**SET EXERCISE:** In the records below, locate the line containing "In this photo, each instance of the low", then output that line and all later lines exactly, through the last one.
***** DATA LINES *****
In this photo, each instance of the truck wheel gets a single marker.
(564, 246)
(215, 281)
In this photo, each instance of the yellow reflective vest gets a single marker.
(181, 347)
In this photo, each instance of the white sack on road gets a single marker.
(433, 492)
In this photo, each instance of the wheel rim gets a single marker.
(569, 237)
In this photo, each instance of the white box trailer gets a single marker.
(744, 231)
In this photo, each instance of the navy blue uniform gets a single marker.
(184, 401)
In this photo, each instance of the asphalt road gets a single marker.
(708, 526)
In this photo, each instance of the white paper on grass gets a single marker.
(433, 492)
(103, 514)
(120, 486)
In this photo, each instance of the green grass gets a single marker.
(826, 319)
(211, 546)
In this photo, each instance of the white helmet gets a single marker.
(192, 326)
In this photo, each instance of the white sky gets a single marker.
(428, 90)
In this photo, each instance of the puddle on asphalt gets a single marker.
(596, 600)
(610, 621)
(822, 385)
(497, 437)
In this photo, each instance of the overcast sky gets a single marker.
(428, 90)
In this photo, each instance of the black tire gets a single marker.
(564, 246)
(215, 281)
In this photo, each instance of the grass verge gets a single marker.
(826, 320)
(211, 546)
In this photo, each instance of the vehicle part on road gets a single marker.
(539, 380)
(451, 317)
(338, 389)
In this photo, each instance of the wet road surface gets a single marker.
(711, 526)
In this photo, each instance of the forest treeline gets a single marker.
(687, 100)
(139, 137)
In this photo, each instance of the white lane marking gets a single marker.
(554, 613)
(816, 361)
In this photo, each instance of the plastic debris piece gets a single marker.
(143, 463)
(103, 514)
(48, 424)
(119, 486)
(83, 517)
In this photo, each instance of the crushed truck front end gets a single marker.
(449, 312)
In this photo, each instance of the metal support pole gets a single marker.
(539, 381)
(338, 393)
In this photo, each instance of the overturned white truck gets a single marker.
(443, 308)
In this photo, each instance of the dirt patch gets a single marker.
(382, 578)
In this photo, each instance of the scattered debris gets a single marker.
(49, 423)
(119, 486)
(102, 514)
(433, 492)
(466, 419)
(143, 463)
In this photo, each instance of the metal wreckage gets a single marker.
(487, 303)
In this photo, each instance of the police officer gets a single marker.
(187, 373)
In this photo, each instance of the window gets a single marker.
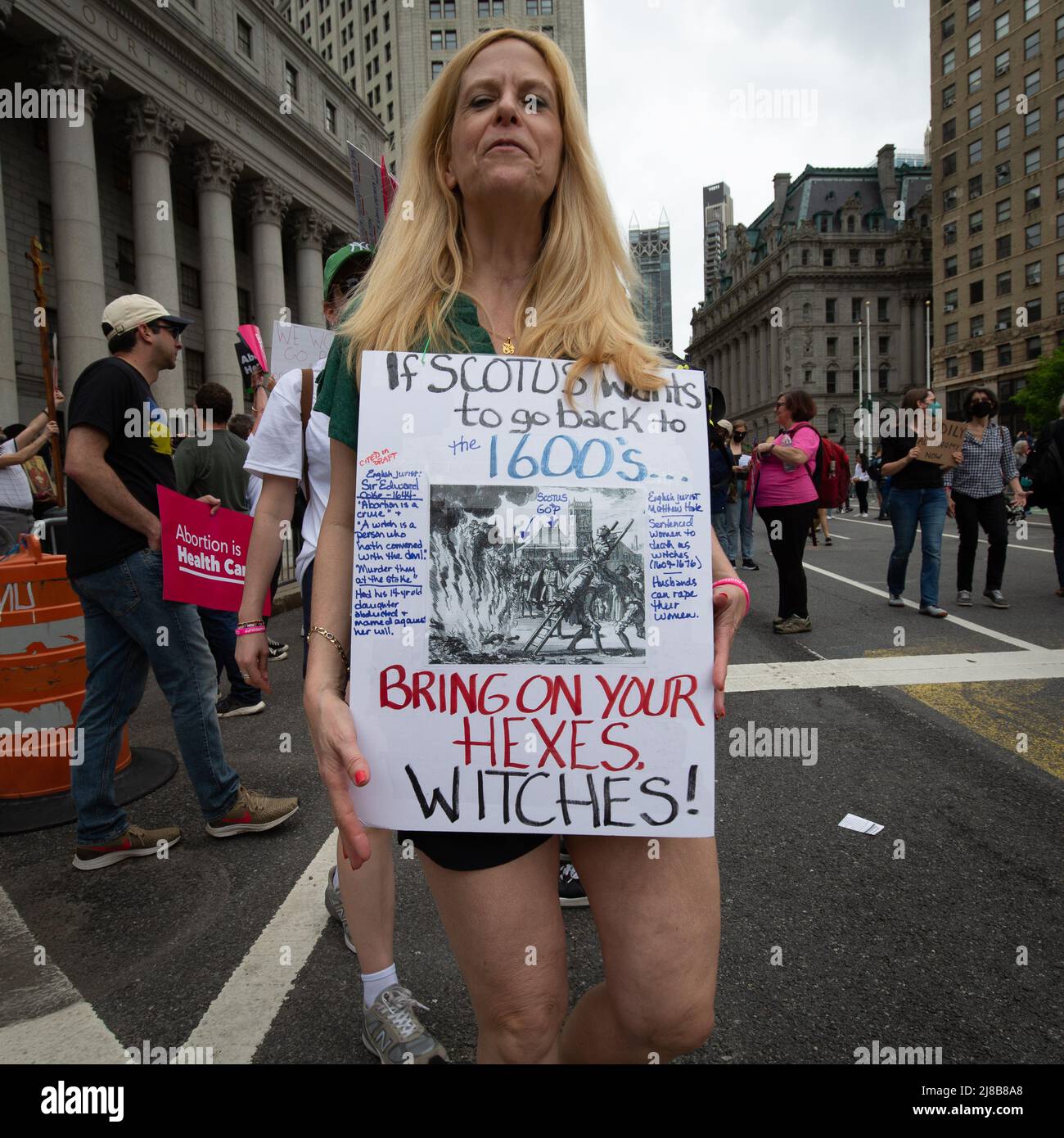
(190, 287)
(244, 38)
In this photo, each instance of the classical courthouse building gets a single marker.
(793, 283)
(210, 172)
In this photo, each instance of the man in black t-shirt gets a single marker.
(119, 452)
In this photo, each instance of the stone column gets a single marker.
(309, 230)
(906, 353)
(267, 203)
(216, 169)
(75, 210)
(154, 130)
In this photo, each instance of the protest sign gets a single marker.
(251, 336)
(297, 346)
(373, 188)
(532, 627)
(204, 558)
(953, 440)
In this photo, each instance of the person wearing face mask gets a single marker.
(740, 517)
(976, 495)
(916, 498)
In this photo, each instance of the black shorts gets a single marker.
(471, 851)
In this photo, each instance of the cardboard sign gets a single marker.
(373, 188)
(532, 626)
(297, 346)
(204, 558)
(953, 440)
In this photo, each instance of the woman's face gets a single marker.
(507, 136)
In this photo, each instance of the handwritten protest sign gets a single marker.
(532, 626)
(953, 438)
(297, 346)
(204, 558)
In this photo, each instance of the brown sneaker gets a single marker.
(251, 813)
(134, 842)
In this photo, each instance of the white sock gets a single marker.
(373, 983)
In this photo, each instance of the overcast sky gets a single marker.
(667, 93)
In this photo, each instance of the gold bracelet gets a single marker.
(332, 641)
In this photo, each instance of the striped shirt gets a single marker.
(988, 464)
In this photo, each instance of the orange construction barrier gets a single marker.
(43, 674)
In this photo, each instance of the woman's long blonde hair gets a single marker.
(579, 283)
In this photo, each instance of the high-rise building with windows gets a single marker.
(390, 52)
(652, 255)
(997, 105)
(717, 215)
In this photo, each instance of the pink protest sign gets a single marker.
(204, 558)
(251, 336)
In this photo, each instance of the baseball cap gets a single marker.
(133, 309)
(340, 259)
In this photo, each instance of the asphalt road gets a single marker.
(914, 951)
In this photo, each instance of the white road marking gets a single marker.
(910, 604)
(241, 1015)
(897, 671)
(70, 1032)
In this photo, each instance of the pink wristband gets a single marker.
(740, 584)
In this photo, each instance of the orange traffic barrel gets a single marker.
(43, 675)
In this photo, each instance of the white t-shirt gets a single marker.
(276, 449)
(15, 493)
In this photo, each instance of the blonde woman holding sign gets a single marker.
(510, 218)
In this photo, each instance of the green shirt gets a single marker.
(338, 396)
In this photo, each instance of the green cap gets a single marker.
(340, 259)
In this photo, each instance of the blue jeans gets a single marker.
(125, 621)
(220, 627)
(907, 508)
(740, 526)
(720, 527)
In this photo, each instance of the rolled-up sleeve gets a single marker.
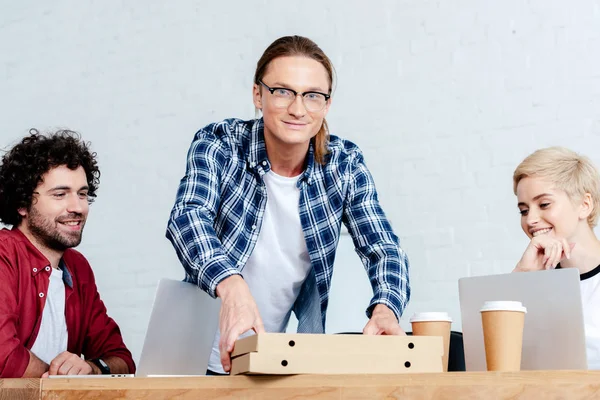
(191, 224)
(376, 244)
(102, 336)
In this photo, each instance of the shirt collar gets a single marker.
(258, 161)
(67, 277)
(38, 261)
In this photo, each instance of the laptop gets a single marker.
(181, 331)
(553, 337)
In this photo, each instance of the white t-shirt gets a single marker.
(590, 299)
(52, 337)
(279, 263)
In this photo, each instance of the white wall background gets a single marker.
(444, 97)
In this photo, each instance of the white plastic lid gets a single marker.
(430, 317)
(503, 306)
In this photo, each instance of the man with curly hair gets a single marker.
(50, 310)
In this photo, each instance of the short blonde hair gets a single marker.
(569, 171)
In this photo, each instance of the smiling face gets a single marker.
(59, 209)
(546, 210)
(291, 126)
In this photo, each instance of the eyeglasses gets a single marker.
(283, 97)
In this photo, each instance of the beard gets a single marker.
(47, 232)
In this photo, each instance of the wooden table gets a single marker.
(20, 389)
(458, 385)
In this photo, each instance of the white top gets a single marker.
(590, 298)
(279, 263)
(52, 337)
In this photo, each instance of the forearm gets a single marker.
(35, 367)
(204, 260)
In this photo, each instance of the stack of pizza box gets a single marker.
(283, 354)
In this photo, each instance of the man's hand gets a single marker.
(544, 252)
(383, 322)
(69, 364)
(239, 314)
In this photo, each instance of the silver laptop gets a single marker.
(553, 337)
(181, 331)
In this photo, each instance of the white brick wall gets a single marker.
(444, 97)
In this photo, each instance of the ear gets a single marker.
(256, 96)
(586, 207)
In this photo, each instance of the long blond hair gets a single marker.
(300, 46)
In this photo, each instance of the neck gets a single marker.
(286, 160)
(52, 255)
(585, 256)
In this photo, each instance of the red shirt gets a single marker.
(24, 279)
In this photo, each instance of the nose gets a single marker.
(297, 108)
(533, 217)
(76, 204)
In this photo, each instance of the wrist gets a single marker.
(95, 369)
(229, 285)
(382, 309)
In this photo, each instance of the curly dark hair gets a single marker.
(24, 165)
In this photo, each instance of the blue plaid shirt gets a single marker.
(220, 204)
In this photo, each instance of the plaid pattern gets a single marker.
(220, 205)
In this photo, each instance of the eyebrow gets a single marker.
(85, 187)
(310, 89)
(539, 196)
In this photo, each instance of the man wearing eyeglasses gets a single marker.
(258, 213)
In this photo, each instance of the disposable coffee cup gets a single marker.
(503, 323)
(434, 324)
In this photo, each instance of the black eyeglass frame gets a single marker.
(272, 89)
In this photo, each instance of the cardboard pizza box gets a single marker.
(280, 353)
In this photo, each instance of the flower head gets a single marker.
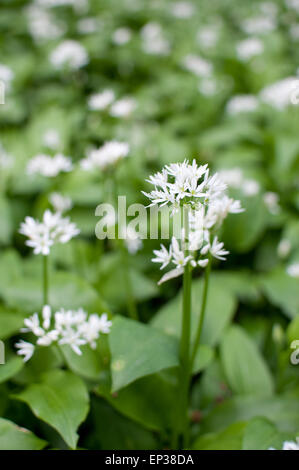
(43, 235)
(72, 327)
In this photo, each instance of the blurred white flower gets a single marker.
(293, 269)
(279, 93)
(88, 25)
(107, 155)
(208, 36)
(60, 203)
(259, 25)
(198, 65)
(242, 104)
(51, 139)
(132, 240)
(292, 5)
(72, 327)
(122, 36)
(25, 349)
(153, 40)
(43, 235)
(123, 107)
(49, 166)
(249, 48)
(102, 100)
(182, 10)
(69, 53)
(216, 250)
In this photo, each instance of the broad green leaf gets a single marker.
(61, 400)
(6, 226)
(282, 290)
(13, 437)
(229, 439)
(10, 368)
(112, 430)
(203, 358)
(260, 434)
(282, 410)
(293, 329)
(138, 350)
(244, 367)
(88, 365)
(150, 401)
(220, 308)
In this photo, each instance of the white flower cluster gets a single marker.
(42, 25)
(121, 108)
(52, 230)
(197, 65)
(48, 166)
(288, 445)
(106, 156)
(293, 270)
(60, 203)
(70, 54)
(72, 327)
(182, 184)
(153, 40)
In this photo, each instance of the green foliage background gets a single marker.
(245, 392)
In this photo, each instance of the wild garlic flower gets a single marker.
(100, 101)
(48, 166)
(106, 156)
(249, 48)
(52, 230)
(278, 94)
(207, 206)
(72, 327)
(242, 104)
(293, 270)
(181, 183)
(70, 54)
(60, 203)
(153, 40)
(122, 36)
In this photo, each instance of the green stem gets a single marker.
(131, 304)
(45, 280)
(202, 312)
(184, 373)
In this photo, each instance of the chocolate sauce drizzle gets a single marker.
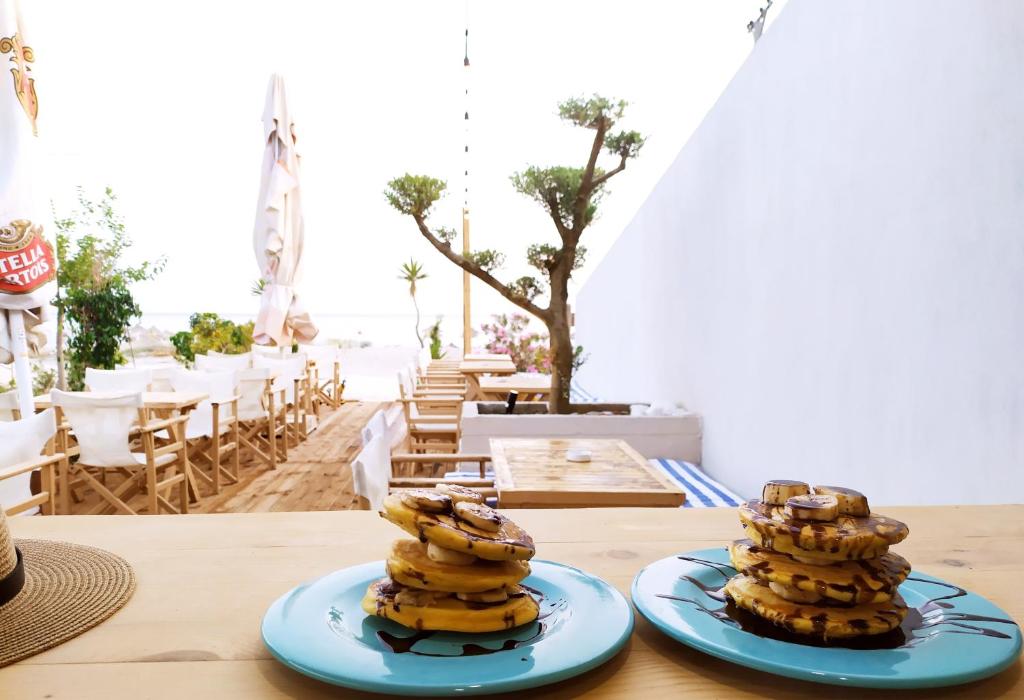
(935, 612)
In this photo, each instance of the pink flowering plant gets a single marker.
(510, 335)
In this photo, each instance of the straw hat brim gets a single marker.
(69, 588)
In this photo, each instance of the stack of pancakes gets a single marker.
(818, 563)
(463, 571)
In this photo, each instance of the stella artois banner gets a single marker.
(27, 262)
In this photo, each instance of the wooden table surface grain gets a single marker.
(535, 473)
(192, 629)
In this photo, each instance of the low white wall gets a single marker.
(676, 437)
(832, 272)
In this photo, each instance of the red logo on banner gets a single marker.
(26, 258)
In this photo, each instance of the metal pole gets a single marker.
(23, 372)
(467, 322)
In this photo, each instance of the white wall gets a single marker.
(832, 271)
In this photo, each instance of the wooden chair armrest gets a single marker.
(441, 456)
(232, 399)
(433, 420)
(32, 465)
(416, 482)
(154, 426)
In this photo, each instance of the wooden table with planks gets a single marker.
(474, 369)
(536, 473)
(192, 629)
(485, 356)
(530, 387)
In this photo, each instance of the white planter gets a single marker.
(676, 437)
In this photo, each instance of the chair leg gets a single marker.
(151, 486)
(183, 486)
(237, 457)
(46, 477)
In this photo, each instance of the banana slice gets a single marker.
(460, 494)
(509, 542)
(426, 500)
(777, 491)
(794, 595)
(448, 612)
(812, 561)
(409, 564)
(850, 501)
(493, 596)
(825, 621)
(820, 509)
(442, 556)
(479, 516)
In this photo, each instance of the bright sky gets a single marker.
(163, 102)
*****
**TASK OUTPUT:**
In this photo, each instance of the low white wall gets a single marker.
(676, 437)
(832, 272)
In this photo, each instance of the red logo on banner gets a single marker.
(26, 258)
In this photo, each instance of the metal pole gets a single marker.
(23, 372)
(467, 322)
In this photo, each instance of the white wall gets a single marker.
(832, 271)
In this photo, each instance of the wooden chair armrest gets a single marker.
(441, 456)
(232, 399)
(433, 420)
(32, 465)
(416, 482)
(154, 426)
In this photo, each instance of the wooden table with planks gets a single marker.
(474, 369)
(536, 473)
(192, 629)
(485, 356)
(530, 387)
In this photo, each instance of the white planter gets a single marker.
(676, 437)
In this photo, each instance of the chair leg gets a single marker.
(151, 486)
(183, 486)
(237, 457)
(46, 477)
In this photo, each instance of the banana slice gets a single marker.
(460, 494)
(509, 542)
(426, 500)
(777, 491)
(794, 595)
(448, 612)
(812, 561)
(409, 564)
(850, 501)
(493, 596)
(825, 621)
(820, 509)
(442, 556)
(479, 516)
In this photo, each instance of the bright sky gets a single marker.
(163, 102)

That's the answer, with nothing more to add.